Supplied material:
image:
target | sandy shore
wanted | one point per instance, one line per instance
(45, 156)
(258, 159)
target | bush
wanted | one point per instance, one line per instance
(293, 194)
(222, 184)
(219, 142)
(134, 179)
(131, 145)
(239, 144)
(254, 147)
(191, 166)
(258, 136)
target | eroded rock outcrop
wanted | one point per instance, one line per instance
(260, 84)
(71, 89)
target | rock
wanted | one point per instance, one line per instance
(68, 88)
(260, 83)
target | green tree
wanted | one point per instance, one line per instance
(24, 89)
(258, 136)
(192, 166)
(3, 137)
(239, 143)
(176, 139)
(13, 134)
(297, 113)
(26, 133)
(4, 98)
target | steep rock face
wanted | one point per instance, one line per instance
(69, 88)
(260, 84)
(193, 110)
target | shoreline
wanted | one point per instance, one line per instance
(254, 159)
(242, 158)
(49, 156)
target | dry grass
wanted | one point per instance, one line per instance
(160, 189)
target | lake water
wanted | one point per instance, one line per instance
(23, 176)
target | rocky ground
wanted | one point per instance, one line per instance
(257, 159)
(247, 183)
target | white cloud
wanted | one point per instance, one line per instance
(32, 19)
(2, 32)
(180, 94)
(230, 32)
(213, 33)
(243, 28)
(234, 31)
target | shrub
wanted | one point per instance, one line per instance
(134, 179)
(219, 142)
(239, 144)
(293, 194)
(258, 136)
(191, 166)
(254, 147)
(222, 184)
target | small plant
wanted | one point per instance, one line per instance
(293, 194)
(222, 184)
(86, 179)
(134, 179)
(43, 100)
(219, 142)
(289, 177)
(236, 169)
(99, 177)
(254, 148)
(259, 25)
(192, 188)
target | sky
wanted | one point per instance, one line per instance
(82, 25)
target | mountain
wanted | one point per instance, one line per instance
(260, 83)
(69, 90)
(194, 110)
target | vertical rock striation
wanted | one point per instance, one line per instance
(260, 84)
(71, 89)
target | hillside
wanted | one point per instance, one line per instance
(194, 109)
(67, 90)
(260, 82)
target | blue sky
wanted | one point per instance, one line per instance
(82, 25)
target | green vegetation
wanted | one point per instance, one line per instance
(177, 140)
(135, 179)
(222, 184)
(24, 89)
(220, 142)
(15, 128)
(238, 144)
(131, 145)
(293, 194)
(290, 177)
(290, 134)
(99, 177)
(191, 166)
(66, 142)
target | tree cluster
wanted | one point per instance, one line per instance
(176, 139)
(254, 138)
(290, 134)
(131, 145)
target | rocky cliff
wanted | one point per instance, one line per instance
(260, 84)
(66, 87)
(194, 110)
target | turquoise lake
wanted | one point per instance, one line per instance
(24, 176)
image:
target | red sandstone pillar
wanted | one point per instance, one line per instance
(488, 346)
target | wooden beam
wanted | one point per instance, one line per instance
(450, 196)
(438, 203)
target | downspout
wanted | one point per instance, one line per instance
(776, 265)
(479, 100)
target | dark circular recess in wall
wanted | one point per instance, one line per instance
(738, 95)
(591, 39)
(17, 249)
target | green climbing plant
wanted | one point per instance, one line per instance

Exercise directions:
Retype all of the listing exactly, leaving out no line.

Response below:
image:
target | sandy shore
wanted | one point per instance, one line per instance
(45, 156)
(258, 159)
target | bush
wanted | one point per instance, one line per instance
(293, 194)
(222, 184)
(219, 142)
(134, 179)
(131, 145)
(239, 144)
(254, 147)
(191, 166)
(258, 136)
target | eroded rock outcrop
wanted | one point per instance, one line per instance
(260, 84)
(71, 89)
target | rock
wanted | one point per instance, one line per instance
(68, 88)
(260, 83)
target | green tree
wanted | one point per instance, one line per instance
(24, 89)
(258, 136)
(192, 166)
(3, 137)
(239, 143)
(176, 139)
(13, 134)
(297, 113)
(26, 133)
(4, 98)
target | steep rock face
wanted | one point per instance, one line per instance
(69, 88)
(260, 84)
(193, 110)
target | shoreline
wanted | one point per instance, one line per instance
(254, 159)
(242, 158)
(49, 156)
target | dry grass
wanted | one point per instance, one line per instance
(160, 189)
target | lake water
wanted | one point per instance, one line per instance
(23, 176)
target | rocky ground
wanted | one point per instance, one line per instance
(257, 159)
(247, 183)
target | white cloud
wanted | one point per instance, one line per instance
(32, 19)
(2, 32)
(180, 94)
(230, 32)
(213, 33)
(243, 28)
(234, 31)
target | shrub
wanted | one point per instance, one line per instance
(134, 179)
(219, 142)
(239, 144)
(293, 194)
(258, 136)
(191, 166)
(254, 147)
(222, 184)
target | small plant
wanted | one point per instance, one line per instance
(293, 194)
(222, 184)
(86, 179)
(134, 179)
(43, 100)
(219, 142)
(289, 177)
(236, 169)
(99, 177)
(254, 148)
(259, 25)
(192, 188)
target | sky
wanted | one point per instance, one line per instance
(82, 25)
target | mountain
wanted | one point per instance, one line per instance
(260, 83)
(69, 90)
(194, 110)
target | vertical rock striation
wanted | one point per instance, one line per instance
(260, 84)
(71, 89)
target | hillside
wanted | one point per instance, one line per instance
(194, 109)
(67, 90)
(260, 82)
target | blue sky
wanted | one point per instance, one line per instance
(82, 25)
target | green vegetation
wanted | one point per instance, one line per instance
(177, 140)
(135, 179)
(222, 184)
(24, 89)
(220, 142)
(15, 128)
(238, 144)
(131, 145)
(293, 194)
(290, 177)
(290, 134)
(99, 177)
(191, 166)
(66, 142)
target | tree cluster
wanted | one point per instance, one line per instance
(176, 139)
(254, 138)
(290, 134)
(131, 145)
target | rocky cliff
wanted | one point per instance, one line per instance
(260, 84)
(66, 87)
(194, 110)
target | turquoise lake
wanted | one point per instance, one line per instance
(24, 176)
image:
target | red sandstone pillar
wanted | one point per instance, one line per instance
(488, 346)
target | wooden beam
wanted | one point per instance, one line per instance
(450, 196)
(438, 203)
target | downspout
wanted | one point per instance, one line per instance
(776, 265)
(479, 100)
target | dark circular recess in wall
wanted | one point per instance, one line per instance
(738, 95)
(591, 39)
(17, 249)
target | green climbing plant
wanted | one point per instance, one line per instance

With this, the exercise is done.